Stated problem:
Retype precisely the section of the data that starts at the line containing "Where can the meadow" and runs to its final line, ends included.
•••
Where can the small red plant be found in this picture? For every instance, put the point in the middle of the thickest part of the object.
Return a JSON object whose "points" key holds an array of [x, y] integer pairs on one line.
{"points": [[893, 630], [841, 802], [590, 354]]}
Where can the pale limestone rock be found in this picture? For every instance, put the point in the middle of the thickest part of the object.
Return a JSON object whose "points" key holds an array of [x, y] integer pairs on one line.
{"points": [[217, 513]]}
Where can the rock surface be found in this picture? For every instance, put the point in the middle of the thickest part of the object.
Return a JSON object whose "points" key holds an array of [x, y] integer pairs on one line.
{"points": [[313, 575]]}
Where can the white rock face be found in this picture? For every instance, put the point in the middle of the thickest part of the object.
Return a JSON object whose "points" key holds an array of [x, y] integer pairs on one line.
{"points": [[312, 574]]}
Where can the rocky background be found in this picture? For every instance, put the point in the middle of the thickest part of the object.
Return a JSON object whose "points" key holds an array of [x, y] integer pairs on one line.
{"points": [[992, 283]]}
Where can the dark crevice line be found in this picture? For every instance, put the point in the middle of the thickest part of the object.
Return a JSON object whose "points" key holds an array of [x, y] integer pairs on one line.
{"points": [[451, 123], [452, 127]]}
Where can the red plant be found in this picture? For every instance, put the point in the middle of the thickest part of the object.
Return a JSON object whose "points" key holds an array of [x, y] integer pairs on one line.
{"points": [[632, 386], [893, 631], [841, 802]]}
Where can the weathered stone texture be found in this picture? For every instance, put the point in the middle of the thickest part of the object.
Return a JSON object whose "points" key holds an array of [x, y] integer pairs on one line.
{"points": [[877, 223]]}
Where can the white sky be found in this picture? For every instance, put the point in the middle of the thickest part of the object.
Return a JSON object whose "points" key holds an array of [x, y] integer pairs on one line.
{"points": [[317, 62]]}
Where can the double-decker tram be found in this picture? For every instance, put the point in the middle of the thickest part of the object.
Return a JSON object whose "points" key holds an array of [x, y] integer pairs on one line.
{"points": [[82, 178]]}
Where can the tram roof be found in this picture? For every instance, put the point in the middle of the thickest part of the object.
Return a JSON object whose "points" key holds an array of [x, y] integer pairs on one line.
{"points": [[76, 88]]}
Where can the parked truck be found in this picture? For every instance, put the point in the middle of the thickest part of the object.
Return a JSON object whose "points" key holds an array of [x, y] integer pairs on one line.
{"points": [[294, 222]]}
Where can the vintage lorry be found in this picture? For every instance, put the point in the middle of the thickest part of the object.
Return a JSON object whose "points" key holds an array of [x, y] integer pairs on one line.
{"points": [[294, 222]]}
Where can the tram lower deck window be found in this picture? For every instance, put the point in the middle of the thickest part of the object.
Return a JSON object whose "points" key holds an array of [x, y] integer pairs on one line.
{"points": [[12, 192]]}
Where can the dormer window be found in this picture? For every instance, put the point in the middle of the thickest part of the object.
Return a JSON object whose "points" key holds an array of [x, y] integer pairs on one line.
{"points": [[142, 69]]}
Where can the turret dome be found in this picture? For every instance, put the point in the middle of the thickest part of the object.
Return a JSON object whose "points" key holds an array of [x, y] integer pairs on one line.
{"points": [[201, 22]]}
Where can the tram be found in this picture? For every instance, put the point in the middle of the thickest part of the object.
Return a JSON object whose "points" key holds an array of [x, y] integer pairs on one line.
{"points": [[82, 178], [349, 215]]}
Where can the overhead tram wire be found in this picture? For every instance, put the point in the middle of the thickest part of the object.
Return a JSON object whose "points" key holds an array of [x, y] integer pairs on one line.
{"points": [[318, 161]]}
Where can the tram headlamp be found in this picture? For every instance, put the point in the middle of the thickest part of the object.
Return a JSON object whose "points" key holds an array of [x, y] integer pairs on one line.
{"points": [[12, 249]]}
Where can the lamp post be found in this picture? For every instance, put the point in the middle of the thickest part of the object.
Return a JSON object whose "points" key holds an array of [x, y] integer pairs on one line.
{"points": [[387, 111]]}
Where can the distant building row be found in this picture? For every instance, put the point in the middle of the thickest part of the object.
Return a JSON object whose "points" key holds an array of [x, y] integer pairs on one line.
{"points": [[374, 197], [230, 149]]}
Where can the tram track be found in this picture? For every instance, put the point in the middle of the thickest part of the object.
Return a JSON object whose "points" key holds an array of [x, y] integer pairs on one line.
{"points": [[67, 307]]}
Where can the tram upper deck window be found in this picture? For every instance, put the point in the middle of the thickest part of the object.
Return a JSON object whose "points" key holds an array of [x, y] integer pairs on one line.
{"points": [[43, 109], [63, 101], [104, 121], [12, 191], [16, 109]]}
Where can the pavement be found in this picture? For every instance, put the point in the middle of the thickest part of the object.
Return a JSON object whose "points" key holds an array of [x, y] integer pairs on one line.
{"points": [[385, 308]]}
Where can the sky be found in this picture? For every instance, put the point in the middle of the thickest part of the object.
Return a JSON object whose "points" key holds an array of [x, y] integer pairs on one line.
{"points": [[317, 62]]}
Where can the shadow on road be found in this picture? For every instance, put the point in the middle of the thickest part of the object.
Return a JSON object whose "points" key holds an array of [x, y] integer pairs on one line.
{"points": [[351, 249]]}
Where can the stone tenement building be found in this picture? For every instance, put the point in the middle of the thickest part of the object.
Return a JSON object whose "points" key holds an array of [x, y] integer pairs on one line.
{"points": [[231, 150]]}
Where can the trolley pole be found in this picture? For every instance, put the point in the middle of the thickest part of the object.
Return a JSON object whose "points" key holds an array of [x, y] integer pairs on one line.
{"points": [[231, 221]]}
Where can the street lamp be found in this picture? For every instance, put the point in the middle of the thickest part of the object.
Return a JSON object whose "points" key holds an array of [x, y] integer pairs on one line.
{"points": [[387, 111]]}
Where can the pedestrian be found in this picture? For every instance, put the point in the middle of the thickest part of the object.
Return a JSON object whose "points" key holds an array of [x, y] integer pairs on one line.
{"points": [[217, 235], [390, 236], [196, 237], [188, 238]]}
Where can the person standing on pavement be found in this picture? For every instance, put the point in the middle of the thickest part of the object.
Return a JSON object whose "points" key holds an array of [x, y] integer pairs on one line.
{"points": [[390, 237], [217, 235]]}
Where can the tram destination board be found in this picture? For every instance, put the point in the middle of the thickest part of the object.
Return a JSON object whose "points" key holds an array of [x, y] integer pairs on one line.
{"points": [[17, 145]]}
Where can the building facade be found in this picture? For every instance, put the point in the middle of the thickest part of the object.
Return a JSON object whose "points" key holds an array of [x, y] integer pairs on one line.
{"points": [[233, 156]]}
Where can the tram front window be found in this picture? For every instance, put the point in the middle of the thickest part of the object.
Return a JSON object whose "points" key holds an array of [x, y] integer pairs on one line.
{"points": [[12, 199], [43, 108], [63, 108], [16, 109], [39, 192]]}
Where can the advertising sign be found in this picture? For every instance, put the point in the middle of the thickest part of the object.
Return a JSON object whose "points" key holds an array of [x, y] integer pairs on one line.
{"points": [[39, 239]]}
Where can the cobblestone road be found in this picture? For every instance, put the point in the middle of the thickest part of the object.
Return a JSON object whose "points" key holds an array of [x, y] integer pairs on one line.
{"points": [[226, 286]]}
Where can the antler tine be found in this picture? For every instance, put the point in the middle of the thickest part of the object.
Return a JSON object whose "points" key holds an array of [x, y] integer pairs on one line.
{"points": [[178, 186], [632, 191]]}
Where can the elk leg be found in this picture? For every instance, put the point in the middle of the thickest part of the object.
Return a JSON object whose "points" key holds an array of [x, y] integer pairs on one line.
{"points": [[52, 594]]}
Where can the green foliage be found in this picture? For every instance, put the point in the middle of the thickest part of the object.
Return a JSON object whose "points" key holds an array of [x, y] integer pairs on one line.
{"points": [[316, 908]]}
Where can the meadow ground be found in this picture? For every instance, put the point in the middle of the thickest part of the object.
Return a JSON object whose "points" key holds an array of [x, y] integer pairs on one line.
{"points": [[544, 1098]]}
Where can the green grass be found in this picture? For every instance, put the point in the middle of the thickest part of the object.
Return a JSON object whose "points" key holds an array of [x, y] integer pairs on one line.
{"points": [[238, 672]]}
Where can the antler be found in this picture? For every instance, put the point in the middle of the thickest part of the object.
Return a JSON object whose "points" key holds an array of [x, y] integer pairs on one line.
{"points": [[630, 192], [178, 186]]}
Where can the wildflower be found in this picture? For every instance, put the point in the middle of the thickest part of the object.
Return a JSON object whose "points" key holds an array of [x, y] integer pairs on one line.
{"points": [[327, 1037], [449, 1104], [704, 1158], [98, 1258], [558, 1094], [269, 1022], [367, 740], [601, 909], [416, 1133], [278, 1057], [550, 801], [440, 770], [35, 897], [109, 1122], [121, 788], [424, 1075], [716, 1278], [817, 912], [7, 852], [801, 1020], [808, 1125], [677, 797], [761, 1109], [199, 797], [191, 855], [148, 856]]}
•••
Worked solution:
Where can the meadow ground be found in this picture? For every instance, put the point in the middle of the thickest part of the object.
Return a JSON object whose "points" key holds an array of [x, y] integer pairs on one line.
{"points": [[544, 1098]]}
Where can the green grass be found in this picture? For every instance, put the point in the middle of the thickest part of the object.
Return a JSON object whose "points" key holds an array of [x, y] integer pairs on one line.
{"points": [[238, 672]]}
Where can the antler be found in this picture? For every instance, put the point in the middle of the thickest part of the object.
Return a JSON object whose "points" key holds an array of [x, y] integer pairs on one line.
{"points": [[630, 192], [178, 186]]}
Where can the wildflower be found in this picture? For every instance, put the point in the middle of the thickest part of the object.
Return a JSON object whose "points" key holds an array of [x, y] integer pairs on one line.
{"points": [[327, 1037], [449, 1104], [704, 1158], [98, 1258], [558, 1094], [269, 1022], [367, 740], [601, 909], [416, 1133], [278, 1057], [550, 801], [440, 770], [35, 897], [109, 1122], [121, 788], [424, 1075], [716, 1278], [817, 912], [7, 852], [801, 1020], [808, 1125], [677, 797], [761, 1109], [199, 797], [191, 855], [148, 856]]}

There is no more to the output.